**What the task requires**. What follows is a listing to be repeated in full and without alteration.

**Records**.
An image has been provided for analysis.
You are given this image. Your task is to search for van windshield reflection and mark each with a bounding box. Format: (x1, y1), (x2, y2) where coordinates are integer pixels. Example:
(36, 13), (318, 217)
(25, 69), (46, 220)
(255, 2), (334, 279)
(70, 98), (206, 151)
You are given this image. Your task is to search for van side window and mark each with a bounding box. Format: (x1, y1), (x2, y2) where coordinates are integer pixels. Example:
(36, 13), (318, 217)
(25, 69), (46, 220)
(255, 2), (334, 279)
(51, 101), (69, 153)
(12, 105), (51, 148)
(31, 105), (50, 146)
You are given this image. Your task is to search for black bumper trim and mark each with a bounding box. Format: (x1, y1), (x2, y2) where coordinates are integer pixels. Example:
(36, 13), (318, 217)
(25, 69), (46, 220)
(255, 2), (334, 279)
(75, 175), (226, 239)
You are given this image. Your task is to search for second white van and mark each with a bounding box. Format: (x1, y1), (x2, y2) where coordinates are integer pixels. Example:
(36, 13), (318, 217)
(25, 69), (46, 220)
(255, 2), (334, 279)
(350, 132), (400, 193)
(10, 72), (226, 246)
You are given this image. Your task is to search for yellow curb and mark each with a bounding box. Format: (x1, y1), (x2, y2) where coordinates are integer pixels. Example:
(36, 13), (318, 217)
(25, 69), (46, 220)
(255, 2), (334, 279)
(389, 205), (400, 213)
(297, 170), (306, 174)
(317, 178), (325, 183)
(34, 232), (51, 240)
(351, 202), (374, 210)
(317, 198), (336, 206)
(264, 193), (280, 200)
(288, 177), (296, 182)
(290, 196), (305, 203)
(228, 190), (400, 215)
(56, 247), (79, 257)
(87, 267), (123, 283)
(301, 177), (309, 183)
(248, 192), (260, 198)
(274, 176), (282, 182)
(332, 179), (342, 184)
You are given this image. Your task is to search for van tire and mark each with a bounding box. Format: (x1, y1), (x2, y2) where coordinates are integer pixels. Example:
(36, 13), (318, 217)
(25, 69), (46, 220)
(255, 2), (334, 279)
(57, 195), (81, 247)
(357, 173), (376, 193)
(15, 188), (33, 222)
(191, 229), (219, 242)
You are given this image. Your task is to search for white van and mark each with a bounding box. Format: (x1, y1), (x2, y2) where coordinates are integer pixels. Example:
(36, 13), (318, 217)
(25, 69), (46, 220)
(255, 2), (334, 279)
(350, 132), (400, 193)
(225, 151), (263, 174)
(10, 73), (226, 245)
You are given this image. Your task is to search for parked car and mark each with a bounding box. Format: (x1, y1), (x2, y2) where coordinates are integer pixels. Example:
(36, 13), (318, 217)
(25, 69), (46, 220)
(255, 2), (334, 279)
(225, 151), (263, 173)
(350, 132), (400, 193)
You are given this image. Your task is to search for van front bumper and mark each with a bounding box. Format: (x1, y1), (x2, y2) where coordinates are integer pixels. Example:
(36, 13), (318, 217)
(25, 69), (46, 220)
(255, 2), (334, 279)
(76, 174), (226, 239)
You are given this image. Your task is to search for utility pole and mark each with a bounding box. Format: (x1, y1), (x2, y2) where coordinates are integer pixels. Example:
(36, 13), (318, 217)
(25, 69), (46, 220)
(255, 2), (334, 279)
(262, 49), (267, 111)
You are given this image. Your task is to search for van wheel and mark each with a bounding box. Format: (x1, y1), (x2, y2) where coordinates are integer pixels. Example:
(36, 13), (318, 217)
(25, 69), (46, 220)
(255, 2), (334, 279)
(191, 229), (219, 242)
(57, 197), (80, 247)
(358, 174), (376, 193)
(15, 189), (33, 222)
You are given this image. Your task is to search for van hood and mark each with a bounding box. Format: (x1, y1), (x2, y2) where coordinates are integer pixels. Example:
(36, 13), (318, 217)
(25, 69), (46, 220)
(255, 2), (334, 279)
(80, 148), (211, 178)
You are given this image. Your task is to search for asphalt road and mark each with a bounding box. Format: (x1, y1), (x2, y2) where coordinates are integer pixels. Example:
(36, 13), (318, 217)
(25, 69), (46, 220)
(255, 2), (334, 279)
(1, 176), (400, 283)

**Response**.
An image has been provided for analysis.
You are given this image. Your task is to search for van windshield reflection and mark each with a bounding box. Format: (x1, y1), (x2, y2) where coordinates are integer pixels. Example:
(36, 13), (318, 217)
(25, 69), (46, 220)
(255, 2), (334, 279)
(70, 98), (206, 151)
You are given this image. Your task is to search for van side window and mark each with a bounding box. Format: (x1, y1), (x2, y2) where coordinates are integer pixels. Example:
(36, 13), (318, 217)
(25, 69), (46, 220)
(255, 2), (334, 279)
(51, 101), (69, 153)
(12, 105), (51, 148)
(31, 105), (50, 146)
You are given this image. Your task is to search for black bumper trim and mark each with a bounding box. Format: (x1, y1), (x2, y2) where coordinates are integer pixels. Example:
(36, 13), (318, 217)
(25, 69), (46, 220)
(255, 2), (334, 279)
(75, 175), (226, 239)
You are given this image. Your task is to search for second white van and mark each with a bounding box. Format: (x1, y1), (x2, y2) where coordinates are integer pixels. Example:
(36, 13), (318, 217)
(25, 69), (46, 220)
(255, 2), (334, 279)
(350, 132), (400, 193)
(10, 72), (226, 246)
You are given this image. Your task is to search for yellow curb and mark each with a bounding box. Format: (x1, y1), (x2, y2) where coordinates are integer pixels. Example:
(36, 13), (318, 217)
(25, 69), (46, 220)
(255, 2), (334, 279)
(389, 205), (400, 213)
(297, 170), (306, 174)
(317, 178), (325, 183)
(34, 232), (51, 240)
(351, 202), (374, 210)
(317, 198), (336, 206)
(264, 193), (280, 200)
(288, 177), (296, 182)
(290, 196), (305, 203)
(228, 190), (400, 215)
(56, 247), (79, 257)
(87, 267), (123, 283)
(301, 177), (309, 183)
(248, 192), (260, 198)
(274, 176), (282, 182)
(332, 179), (342, 184)
You are given this image. Your task is to search for van tire and mark each with a bounding box. Format: (x1, y1), (x2, y2) where coordinates are integer pixels. Example:
(36, 13), (318, 217)
(25, 69), (46, 220)
(255, 2), (334, 279)
(57, 195), (81, 247)
(357, 173), (376, 193)
(15, 188), (33, 222)
(191, 229), (219, 242)
You are given this image. Your task is to search for white van and mark each with a bounding box. Format: (x1, y1), (x2, y2) where coordinates are integer pixels. Example:
(36, 13), (318, 217)
(25, 69), (46, 220)
(255, 2), (334, 279)
(350, 132), (400, 193)
(225, 151), (263, 174)
(10, 73), (226, 245)
You are given this image. Your task is to search for parked car and mark each with a bounding box. Format: (x1, y1), (x2, y2) where coordinates are integer pixels. Example:
(36, 13), (318, 217)
(25, 69), (46, 220)
(255, 2), (334, 279)
(225, 151), (263, 173)
(350, 132), (400, 193)
You are given this image. Your task is to search for van front bumper and mark each with a bounding box. Format: (x1, y1), (x2, y2) where coordinates are integer pixels. Example:
(36, 13), (318, 217)
(25, 69), (46, 220)
(255, 2), (334, 279)
(76, 174), (226, 239)
You are given this image. Your task is to search for utility pole and mark each with a bounding box. Format: (x1, y1), (x2, y2) where coordinates are integer pixels. Example:
(36, 13), (318, 217)
(25, 69), (46, 220)
(255, 2), (334, 279)
(262, 49), (267, 111)
You are given this image. Your task is to search for van wheel and mark each with a bounding box. Format: (x1, y1), (x2, y2) where coordinates are integer pixels. Example:
(36, 13), (318, 217)
(25, 69), (46, 220)
(255, 2), (334, 279)
(191, 229), (219, 242)
(57, 197), (80, 247)
(358, 174), (376, 193)
(15, 189), (33, 222)
You are given this image. Your task is to search for van hood and mark each with a bounding box. Format: (x1, y1), (x2, y2) where coordinates are integer pixels. Example:
(36, 13), (318, 217)
(25, 69), (46, 220)
(255, 2), (334, 279)
(80, 148), (211, 178)
You are given this image. Your task is to search for asphalt road and mark each with a bounding box. Format: (x1, y1), (x2, y2) where coordinates are integer pixels. Example:
(36, 13), (318, 217)
(25, 69), (46, 220)
(255, 2), (334, 279)
(1, 176), (400, 283)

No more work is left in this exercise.